**PROBLEM STATEMENT**: If a line below contains the string "table", copy it out.

====== EXCERPTED DATA

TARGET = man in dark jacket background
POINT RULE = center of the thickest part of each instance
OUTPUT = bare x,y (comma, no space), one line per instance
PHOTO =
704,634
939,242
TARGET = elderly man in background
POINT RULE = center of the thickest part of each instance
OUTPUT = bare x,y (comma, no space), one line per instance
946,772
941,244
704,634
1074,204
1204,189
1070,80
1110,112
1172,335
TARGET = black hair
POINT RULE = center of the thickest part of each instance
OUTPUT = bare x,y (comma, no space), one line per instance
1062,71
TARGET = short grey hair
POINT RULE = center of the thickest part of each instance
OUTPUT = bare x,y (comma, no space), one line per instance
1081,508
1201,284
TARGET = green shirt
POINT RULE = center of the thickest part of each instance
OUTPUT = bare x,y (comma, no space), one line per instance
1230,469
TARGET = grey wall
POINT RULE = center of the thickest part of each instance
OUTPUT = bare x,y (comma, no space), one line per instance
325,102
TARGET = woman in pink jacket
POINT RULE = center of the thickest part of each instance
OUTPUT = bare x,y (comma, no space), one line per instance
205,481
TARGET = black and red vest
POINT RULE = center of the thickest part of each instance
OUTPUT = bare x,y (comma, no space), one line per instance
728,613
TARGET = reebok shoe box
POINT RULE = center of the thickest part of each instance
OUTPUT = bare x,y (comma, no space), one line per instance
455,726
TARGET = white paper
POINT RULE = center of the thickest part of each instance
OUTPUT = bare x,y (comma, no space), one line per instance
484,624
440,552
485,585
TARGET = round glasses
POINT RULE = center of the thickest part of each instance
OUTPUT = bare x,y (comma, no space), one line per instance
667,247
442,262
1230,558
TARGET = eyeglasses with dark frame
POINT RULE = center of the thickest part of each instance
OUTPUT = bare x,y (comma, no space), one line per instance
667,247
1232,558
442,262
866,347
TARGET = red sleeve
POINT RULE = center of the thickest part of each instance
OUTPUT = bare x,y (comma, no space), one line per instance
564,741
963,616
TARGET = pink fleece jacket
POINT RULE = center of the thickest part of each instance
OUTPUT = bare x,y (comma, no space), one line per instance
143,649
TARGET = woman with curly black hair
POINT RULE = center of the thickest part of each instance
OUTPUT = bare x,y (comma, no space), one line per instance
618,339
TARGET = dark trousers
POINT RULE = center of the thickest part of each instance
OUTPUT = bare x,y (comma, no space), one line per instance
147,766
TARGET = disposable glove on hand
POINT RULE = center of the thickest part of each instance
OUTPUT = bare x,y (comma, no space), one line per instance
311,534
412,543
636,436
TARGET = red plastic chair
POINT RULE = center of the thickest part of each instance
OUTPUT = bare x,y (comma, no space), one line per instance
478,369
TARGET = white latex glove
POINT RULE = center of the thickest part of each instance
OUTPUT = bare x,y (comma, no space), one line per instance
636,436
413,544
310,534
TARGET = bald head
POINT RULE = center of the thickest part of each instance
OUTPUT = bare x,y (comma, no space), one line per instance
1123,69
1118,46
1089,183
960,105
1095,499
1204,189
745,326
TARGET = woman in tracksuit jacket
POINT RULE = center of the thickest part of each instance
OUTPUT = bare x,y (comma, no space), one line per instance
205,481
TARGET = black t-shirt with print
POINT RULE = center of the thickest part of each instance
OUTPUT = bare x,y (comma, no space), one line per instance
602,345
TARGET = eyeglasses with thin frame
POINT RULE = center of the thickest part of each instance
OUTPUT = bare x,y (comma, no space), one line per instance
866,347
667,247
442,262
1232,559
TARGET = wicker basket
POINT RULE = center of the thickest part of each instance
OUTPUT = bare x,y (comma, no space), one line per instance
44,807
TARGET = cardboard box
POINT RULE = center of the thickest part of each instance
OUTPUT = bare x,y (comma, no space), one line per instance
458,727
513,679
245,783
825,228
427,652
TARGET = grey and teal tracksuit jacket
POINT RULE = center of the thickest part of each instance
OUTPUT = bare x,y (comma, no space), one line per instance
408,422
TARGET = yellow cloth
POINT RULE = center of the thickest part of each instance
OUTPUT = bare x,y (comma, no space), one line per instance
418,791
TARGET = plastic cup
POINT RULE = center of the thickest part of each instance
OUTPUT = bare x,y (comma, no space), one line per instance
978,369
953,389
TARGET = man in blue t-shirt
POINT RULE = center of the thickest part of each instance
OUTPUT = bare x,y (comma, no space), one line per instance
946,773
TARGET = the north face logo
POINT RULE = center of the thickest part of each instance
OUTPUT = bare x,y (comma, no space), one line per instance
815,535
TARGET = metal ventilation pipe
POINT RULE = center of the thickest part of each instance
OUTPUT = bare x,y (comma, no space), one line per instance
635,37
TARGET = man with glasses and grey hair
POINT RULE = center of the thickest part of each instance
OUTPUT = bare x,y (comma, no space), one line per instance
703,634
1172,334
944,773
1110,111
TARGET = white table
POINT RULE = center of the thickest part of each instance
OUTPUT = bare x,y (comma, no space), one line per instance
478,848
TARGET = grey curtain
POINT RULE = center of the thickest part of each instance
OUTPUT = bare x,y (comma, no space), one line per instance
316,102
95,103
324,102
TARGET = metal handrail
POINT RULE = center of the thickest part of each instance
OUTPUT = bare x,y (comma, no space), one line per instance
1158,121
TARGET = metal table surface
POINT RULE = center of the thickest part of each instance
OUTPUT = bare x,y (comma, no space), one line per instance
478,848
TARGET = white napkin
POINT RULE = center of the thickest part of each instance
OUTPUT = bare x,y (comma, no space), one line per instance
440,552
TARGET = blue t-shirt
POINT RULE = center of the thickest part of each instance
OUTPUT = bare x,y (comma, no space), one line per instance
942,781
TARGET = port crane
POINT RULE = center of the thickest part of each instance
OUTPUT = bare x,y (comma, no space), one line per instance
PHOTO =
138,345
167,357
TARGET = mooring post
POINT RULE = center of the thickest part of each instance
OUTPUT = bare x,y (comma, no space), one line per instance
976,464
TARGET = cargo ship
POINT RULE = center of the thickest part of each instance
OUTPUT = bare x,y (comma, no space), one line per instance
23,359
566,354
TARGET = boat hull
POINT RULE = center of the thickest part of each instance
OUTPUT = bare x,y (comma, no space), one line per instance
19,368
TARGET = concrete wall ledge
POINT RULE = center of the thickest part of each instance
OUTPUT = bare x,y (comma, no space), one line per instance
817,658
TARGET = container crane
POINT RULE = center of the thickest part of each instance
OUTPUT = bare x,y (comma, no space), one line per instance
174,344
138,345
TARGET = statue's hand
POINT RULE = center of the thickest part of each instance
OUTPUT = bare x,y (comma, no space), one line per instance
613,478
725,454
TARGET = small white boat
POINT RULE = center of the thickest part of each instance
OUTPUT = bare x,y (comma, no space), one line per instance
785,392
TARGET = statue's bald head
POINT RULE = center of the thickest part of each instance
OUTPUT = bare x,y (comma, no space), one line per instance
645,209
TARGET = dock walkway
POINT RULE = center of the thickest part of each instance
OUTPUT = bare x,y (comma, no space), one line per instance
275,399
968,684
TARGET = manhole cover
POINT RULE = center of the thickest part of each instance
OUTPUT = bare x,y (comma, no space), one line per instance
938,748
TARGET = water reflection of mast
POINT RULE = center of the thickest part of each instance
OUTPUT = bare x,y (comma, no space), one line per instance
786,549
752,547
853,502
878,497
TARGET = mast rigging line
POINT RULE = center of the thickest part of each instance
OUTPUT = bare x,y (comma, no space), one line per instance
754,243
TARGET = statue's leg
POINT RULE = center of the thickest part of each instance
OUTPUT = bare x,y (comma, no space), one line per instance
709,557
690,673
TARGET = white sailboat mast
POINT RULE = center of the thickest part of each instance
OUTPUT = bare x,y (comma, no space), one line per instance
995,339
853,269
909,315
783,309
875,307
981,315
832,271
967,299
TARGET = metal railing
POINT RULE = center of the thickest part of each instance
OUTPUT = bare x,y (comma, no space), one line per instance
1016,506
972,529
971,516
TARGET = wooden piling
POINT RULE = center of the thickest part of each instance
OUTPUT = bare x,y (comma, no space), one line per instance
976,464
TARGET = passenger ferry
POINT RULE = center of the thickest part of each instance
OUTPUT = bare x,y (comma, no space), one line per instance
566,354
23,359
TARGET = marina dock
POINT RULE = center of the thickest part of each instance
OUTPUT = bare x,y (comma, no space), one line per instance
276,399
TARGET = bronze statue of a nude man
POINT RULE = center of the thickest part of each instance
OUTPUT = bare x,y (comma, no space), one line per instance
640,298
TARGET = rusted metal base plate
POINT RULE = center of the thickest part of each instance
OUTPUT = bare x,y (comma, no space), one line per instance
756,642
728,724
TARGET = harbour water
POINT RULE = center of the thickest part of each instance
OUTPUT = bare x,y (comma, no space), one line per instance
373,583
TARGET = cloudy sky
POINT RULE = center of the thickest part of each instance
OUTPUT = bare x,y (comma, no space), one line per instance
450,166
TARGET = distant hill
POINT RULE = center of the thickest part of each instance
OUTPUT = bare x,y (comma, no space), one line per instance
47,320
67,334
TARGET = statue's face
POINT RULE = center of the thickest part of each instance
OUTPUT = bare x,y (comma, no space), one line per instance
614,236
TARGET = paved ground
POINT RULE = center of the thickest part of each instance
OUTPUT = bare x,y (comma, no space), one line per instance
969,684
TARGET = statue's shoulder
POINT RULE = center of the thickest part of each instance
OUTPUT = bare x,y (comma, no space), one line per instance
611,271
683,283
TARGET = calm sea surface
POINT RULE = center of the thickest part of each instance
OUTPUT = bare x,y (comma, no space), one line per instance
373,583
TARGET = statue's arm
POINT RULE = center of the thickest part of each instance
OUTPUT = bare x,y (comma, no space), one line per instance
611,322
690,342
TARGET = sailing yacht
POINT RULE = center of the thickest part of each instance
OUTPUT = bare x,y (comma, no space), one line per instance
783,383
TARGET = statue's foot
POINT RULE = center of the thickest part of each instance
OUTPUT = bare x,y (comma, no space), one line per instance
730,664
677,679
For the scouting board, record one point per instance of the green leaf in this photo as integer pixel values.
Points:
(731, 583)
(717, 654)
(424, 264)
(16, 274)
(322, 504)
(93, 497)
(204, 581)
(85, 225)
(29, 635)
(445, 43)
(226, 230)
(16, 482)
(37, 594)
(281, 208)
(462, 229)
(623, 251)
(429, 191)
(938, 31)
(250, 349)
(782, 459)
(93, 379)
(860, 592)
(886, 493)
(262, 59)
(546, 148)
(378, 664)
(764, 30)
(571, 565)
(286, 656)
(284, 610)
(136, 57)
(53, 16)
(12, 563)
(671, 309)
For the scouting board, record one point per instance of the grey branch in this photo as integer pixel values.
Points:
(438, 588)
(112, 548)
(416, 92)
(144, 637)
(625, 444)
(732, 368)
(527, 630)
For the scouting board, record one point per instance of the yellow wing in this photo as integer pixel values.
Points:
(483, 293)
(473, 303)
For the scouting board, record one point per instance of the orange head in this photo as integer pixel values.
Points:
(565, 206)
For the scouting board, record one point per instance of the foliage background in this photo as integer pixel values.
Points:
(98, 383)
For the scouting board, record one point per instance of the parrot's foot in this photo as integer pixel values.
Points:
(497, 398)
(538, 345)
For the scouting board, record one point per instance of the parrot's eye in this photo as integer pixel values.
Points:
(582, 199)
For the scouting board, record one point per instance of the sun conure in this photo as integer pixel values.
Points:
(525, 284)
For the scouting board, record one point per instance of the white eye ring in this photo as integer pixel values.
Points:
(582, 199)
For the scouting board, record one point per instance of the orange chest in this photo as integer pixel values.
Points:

============

**EXERCISE SOLUTION**:
TARGET = white table
TARGET = metal table surface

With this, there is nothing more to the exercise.